> _Do this_:
Rewrite the entries from the start through the line with "259;55;354;392", replacing "localize" with "mark" and keeping everything else the same. Leave out the pictures.

> _Given records_:

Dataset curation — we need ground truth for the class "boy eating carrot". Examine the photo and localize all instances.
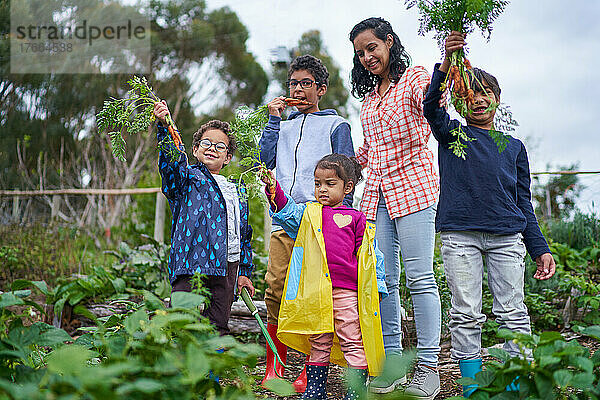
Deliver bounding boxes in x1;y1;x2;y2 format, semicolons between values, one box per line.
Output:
259;55;354;392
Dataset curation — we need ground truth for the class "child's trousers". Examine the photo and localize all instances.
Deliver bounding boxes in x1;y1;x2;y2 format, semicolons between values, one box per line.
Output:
308;288;368;369
171;261;240;336
441;231;531;360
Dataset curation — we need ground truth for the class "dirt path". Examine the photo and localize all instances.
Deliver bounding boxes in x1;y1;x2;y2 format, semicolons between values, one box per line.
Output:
251;347;461;400
251;338;600;400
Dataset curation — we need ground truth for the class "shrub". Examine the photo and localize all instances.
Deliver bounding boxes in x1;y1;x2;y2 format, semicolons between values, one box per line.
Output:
458;326;600;400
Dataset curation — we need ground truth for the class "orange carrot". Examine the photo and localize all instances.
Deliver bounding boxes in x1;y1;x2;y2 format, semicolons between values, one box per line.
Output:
283;97;314;106
167;125;182;150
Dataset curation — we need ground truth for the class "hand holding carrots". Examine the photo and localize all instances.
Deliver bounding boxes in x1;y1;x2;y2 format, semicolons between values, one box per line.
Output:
533;253;556;280
154;100;183;149
267;96;287;117
154;100;170;125
440;31;466;72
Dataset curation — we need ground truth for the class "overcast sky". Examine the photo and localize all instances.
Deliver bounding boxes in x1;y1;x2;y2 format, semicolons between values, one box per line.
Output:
207;0;600;212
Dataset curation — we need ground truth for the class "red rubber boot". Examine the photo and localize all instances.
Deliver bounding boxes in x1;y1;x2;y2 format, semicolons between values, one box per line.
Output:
292;356;310;393
260;324;287;386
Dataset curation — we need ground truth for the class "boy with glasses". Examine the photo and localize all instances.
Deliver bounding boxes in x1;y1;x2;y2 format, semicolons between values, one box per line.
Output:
259;55;354;393
154;101;254;335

> _Answer for this exercise_:
Dataset curation — we need ground truth for the class "boy eating carrot". Examine the photo and mark all instances.
Deliver bounding boxes in x1;y1;x2;y2 format, semicolons between values, one box per line.
Output:
259;55;354;392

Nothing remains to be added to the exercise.